Reading passage:
┌────────

Re: [sqlite] rtree performance problems?

2008-09-10 Thread Scott Hess
I'll have to look again.  I was sure I had mucked with estimatedCost
and found that it wasn't doing the trick for what I meant to do - but
somehow the context has swapped out of my short-term memory, so I'll
have to recreate it before I can say why this was the case.

-scott


On Wed, Sep 10, 2008 at 1:43 PM, [EMAIL PROTECTED]
<[EMAIL PROTECTED]> wrote:
>
> see sqlite3_index_info.estimatedCost
>
> http://www.sqlite.org/cvstrac/chngview?cn=5649
>
>> AFAICT, when you have a join where one table has a good index, the
>> virtual table cannot signal that it has an even better index.  I could
>> not follow the index-selection logic well enough to have any
>> suggestions how to improve things.  In the fts case, this breaks the
>> query because the MATCH operator _only_ works when used to access the
>> index.
>>
>> -scott
>
> --
> View this message in context: 
> http://www.nabble.com/rtree-performance-problems--tp19035092p19422728.html
> Sent from the SQLite mailing list archive at Nabble.com.

└────────

Exercise brief: According to the mailing-list message, in the fts case, when does the MATCH operator work? The lines that come next are separate material, apart from the mailing-list message.

Part of a data file:
┌────────

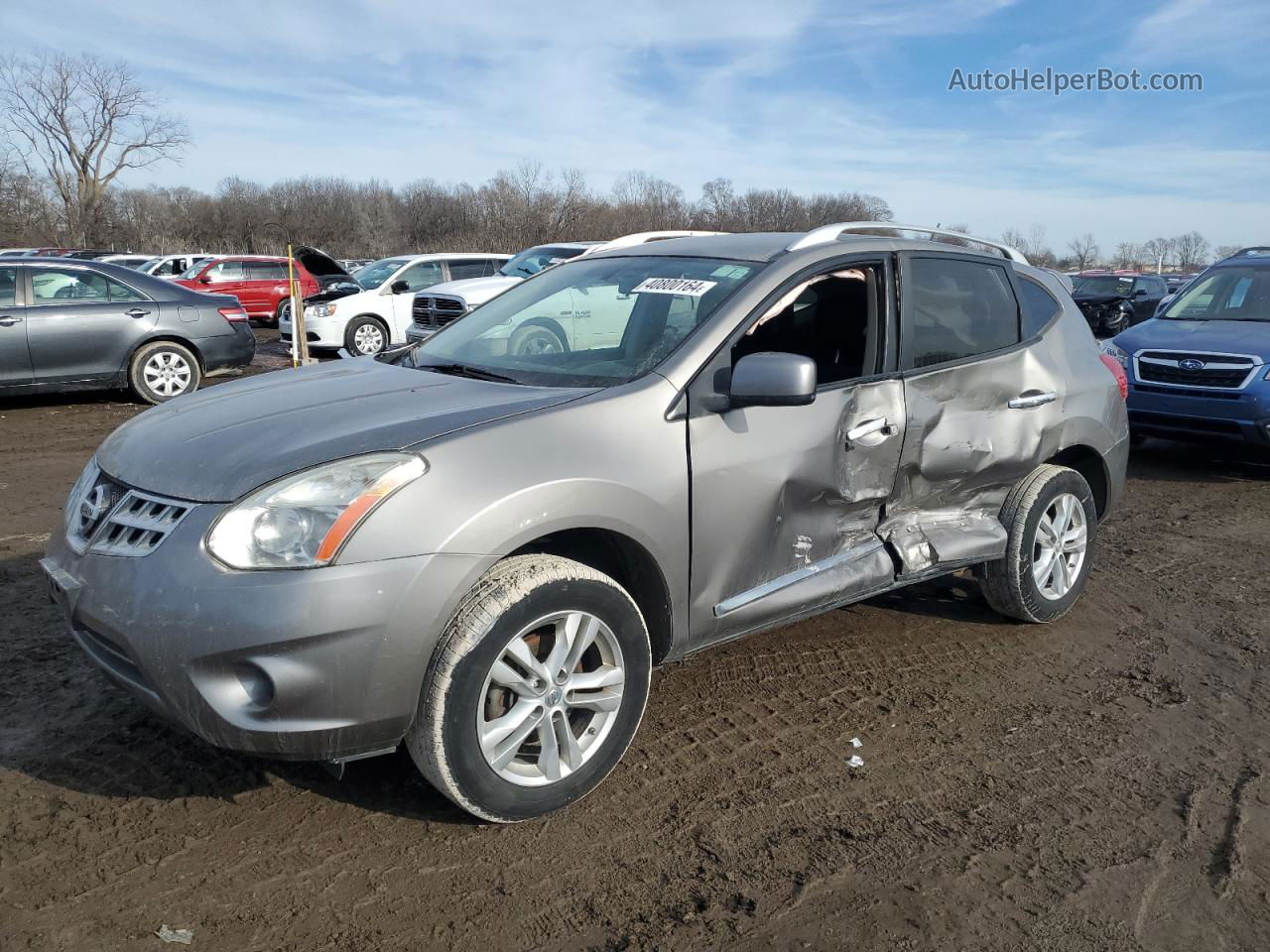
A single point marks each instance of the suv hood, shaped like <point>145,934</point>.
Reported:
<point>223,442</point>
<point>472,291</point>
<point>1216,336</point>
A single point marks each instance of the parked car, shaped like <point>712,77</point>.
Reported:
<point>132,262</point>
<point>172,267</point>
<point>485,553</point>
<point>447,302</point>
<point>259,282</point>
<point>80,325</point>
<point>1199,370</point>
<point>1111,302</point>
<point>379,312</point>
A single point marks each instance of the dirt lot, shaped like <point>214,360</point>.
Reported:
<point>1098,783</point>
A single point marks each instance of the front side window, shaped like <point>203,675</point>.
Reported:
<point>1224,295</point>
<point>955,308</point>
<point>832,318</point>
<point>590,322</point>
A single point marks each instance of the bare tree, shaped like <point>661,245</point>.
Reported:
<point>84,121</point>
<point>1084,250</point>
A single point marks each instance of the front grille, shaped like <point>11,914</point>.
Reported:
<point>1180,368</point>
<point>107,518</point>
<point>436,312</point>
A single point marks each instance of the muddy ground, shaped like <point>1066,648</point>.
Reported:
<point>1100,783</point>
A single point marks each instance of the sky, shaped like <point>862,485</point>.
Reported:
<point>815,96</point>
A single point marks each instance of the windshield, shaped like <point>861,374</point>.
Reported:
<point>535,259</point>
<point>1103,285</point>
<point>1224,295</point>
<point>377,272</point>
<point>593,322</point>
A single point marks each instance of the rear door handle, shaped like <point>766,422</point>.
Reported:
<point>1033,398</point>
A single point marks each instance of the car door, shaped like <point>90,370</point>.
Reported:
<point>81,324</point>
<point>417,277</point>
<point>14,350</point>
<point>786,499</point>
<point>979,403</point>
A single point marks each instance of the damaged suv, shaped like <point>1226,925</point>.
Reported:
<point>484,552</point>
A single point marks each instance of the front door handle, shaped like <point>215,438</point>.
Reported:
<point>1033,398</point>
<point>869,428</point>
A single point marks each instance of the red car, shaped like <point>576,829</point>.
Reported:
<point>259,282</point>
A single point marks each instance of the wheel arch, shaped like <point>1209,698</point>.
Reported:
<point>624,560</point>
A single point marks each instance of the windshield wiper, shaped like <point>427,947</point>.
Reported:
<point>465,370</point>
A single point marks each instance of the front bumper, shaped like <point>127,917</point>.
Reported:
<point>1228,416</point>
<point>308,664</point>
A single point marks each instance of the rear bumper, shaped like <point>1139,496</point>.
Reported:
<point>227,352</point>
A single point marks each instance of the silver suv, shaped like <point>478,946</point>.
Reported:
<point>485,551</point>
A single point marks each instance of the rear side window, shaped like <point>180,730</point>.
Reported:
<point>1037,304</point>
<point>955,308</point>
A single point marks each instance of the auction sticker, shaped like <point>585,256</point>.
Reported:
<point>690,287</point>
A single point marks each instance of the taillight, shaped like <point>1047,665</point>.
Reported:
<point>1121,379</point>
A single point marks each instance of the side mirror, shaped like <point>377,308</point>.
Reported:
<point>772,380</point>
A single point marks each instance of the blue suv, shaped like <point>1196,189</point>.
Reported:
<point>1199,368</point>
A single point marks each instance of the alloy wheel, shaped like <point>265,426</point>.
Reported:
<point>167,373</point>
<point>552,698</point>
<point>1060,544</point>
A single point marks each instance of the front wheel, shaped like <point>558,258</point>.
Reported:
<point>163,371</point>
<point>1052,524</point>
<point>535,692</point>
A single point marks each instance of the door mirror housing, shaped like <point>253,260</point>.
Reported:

└────────

Complete response: Only when it is used to access the index.